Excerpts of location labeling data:
···

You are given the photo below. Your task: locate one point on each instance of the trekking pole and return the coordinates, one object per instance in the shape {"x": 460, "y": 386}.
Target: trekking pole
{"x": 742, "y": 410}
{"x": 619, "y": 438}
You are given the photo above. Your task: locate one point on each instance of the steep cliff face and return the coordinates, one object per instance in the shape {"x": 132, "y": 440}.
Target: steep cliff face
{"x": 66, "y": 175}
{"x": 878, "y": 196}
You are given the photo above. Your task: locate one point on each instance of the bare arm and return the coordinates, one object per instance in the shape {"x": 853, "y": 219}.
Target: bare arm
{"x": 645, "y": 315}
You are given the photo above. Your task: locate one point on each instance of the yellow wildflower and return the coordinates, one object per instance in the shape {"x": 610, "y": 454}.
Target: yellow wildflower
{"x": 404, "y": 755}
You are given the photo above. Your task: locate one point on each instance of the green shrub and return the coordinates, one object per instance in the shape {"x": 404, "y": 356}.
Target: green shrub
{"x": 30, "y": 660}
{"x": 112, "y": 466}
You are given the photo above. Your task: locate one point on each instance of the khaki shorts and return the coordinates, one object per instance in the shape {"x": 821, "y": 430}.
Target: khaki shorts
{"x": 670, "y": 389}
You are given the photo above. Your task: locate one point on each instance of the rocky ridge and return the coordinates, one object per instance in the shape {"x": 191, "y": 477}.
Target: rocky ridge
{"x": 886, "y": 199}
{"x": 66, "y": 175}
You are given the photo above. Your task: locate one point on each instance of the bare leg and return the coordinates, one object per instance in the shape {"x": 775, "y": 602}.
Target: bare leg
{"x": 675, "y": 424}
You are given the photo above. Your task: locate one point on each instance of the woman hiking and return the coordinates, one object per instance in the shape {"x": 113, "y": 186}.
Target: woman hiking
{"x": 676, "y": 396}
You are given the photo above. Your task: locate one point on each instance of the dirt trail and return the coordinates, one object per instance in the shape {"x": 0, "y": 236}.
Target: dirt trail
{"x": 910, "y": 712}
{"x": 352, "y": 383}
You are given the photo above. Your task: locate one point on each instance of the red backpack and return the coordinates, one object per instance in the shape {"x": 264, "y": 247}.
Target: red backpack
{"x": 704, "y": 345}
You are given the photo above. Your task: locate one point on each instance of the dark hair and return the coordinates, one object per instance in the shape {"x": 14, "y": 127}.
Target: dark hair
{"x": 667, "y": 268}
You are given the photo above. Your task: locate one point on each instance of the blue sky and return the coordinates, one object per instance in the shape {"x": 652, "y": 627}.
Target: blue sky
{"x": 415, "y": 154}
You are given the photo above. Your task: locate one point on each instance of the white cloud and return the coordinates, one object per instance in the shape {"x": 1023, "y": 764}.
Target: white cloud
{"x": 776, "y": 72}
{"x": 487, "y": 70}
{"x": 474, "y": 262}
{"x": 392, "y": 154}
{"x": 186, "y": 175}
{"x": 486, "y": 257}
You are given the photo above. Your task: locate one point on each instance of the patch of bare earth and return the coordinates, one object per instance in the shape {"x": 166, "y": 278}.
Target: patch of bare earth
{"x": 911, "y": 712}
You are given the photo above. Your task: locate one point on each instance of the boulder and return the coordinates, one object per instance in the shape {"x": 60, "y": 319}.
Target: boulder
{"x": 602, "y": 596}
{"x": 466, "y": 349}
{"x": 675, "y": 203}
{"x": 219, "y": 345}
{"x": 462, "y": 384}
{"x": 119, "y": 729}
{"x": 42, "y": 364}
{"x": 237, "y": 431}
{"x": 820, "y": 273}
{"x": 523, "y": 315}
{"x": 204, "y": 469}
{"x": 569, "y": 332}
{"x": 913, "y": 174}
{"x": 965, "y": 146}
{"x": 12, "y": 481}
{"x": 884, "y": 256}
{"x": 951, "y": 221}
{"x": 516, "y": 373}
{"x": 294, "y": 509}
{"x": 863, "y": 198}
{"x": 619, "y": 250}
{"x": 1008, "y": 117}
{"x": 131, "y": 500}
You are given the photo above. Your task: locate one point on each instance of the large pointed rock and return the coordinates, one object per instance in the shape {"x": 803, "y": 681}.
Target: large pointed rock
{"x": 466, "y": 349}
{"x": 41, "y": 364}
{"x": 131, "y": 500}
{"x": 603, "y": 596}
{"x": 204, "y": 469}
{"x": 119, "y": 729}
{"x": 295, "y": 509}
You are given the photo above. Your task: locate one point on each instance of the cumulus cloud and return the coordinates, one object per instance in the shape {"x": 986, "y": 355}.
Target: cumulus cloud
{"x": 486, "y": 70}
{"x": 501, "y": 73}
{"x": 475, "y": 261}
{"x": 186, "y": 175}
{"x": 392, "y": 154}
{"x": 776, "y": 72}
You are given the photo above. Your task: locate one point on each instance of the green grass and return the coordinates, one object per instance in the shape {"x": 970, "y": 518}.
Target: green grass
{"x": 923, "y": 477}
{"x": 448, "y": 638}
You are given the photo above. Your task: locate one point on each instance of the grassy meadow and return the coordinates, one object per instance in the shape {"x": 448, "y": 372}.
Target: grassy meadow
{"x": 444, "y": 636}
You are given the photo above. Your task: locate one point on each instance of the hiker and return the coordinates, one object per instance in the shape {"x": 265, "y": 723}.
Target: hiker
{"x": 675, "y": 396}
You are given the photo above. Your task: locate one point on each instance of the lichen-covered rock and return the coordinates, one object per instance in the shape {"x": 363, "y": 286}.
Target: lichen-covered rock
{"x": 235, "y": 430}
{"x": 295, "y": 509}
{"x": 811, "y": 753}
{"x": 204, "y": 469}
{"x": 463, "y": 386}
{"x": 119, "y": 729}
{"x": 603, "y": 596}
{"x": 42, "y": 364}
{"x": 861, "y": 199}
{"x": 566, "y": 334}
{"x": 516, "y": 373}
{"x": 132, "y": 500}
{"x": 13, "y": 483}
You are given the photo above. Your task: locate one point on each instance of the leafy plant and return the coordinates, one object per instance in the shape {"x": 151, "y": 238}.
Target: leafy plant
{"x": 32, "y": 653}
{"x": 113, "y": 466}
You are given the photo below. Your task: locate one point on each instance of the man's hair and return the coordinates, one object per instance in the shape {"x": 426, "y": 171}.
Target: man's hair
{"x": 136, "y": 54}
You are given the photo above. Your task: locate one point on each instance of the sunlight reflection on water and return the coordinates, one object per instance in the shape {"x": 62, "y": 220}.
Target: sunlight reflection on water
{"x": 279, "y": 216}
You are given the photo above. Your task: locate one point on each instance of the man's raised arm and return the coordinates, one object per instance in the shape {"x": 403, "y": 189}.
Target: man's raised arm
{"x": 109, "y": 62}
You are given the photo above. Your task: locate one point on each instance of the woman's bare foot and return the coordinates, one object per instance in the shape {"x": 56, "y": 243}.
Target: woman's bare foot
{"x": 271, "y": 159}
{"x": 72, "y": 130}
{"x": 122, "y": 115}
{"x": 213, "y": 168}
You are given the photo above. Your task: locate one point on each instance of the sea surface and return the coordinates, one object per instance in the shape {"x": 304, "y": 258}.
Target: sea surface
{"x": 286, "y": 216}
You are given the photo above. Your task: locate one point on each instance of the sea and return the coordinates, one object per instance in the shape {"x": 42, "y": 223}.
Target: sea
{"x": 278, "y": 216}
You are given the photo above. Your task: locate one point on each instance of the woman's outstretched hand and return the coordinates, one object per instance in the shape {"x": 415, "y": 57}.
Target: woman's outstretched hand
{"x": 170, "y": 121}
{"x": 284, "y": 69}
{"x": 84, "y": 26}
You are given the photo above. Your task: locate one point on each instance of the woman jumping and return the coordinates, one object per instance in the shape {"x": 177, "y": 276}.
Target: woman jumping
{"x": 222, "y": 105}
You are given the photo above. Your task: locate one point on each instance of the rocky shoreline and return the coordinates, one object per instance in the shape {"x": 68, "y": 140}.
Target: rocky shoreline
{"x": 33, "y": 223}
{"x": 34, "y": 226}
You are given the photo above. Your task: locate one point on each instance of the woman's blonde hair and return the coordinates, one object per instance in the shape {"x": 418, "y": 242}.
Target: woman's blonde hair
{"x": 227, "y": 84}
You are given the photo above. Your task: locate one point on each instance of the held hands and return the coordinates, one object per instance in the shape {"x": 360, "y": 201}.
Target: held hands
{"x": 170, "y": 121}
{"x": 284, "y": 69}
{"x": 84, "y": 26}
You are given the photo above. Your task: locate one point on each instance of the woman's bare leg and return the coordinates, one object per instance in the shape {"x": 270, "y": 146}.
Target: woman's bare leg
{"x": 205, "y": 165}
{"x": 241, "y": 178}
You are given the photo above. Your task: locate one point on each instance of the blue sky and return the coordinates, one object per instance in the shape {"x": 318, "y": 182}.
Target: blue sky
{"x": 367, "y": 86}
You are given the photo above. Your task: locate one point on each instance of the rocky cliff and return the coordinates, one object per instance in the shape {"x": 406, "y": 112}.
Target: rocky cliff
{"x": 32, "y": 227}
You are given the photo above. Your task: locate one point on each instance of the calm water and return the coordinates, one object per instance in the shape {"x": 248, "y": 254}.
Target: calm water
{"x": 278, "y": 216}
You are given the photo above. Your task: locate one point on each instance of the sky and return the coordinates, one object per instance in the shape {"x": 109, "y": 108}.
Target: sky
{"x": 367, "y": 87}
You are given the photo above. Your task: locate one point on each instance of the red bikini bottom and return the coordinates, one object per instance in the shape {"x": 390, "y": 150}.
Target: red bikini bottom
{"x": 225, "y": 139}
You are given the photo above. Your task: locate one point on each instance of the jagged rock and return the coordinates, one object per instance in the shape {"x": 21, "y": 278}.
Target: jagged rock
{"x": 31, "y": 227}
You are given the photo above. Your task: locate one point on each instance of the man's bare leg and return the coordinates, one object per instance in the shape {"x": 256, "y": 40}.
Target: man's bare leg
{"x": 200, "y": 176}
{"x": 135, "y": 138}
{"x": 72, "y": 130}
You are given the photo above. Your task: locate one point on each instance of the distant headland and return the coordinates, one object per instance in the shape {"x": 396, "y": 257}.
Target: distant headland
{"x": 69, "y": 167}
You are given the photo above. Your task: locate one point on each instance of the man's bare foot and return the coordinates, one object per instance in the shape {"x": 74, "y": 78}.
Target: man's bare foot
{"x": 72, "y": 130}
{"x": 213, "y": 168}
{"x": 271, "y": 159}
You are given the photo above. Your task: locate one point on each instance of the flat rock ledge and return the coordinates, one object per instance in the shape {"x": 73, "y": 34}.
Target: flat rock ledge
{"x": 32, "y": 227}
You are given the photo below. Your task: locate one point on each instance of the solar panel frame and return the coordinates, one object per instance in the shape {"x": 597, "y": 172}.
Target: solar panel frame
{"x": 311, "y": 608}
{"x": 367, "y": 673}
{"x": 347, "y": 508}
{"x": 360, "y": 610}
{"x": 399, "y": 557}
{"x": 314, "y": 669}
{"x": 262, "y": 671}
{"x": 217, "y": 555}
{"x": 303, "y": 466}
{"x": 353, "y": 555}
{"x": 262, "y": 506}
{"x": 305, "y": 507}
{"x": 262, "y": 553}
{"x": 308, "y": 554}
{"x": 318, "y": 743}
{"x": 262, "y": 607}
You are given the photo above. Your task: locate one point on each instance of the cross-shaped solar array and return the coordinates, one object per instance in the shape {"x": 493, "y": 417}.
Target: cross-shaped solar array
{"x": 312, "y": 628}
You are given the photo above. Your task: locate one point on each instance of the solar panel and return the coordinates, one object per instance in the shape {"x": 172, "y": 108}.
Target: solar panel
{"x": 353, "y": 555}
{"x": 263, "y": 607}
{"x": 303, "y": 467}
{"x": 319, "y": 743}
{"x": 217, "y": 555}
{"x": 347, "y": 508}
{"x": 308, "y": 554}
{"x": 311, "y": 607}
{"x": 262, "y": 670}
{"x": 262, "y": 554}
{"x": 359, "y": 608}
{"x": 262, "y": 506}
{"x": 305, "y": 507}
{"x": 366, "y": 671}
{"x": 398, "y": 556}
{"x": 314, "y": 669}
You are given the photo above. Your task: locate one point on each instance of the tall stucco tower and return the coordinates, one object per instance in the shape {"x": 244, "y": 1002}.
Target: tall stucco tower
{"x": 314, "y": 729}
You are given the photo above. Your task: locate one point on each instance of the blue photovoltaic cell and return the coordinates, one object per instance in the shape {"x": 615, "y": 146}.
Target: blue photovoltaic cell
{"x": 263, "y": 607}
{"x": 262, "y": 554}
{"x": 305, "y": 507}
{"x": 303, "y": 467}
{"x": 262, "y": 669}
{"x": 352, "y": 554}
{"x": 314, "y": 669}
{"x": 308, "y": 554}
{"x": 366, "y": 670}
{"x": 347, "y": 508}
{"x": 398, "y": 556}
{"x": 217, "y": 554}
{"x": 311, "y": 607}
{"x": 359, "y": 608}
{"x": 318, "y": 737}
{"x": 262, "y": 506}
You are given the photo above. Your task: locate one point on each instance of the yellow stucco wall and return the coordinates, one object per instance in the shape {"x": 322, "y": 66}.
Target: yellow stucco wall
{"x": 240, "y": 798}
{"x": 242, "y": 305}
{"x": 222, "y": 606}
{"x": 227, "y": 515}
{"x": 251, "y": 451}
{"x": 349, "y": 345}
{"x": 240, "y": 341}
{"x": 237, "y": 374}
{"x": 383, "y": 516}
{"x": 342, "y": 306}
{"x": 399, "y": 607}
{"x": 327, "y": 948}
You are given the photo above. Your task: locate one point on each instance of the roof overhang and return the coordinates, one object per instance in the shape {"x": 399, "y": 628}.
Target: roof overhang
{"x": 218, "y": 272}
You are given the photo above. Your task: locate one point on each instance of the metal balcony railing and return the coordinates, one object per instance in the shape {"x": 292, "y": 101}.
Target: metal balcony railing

···

• DIRECTIONS
Give back exactly the lines from the one containing "the yellow stucco" to the end of the material, both ends included.

• ANSWER TO THIS EXERCISE
You are given the photo above. Your task: locate one point on each instance of the yellow stucco wall and return the coordinates, one object per instance in the shape {"x": 322, "y": 66}.
Target: yellow stucco wall
{"x": 240, "y": 798}
{"x": 242, "y": 305}
{"x": 222, "y": 606}
{"x": 227, "y": 515}
{"x": 251, "y": 451}
{"x": 349, "y": 345}
{"x": 240, "y": 341}
{"x": 237, "y": 374}
{"x": 383, "y": 516}
{"x": 342, "y": 306}
{"x": 399, "y": 607}
{"x": 327, "y": 948}
You are given the photo above. Your task: locate one point on each instance of the roof overhang and return the coordinates, one object per instance in the shape {"x": 399, "y": 628}.
Target: roof overhang
{"x": 218, "y": 272}
You are given the photo above. Your task: locate one point on each instance of the metal balcony railing and return the coordinates, one object per instance in the shape {"x": 292, "y": 101}.
Target: metal balcony railing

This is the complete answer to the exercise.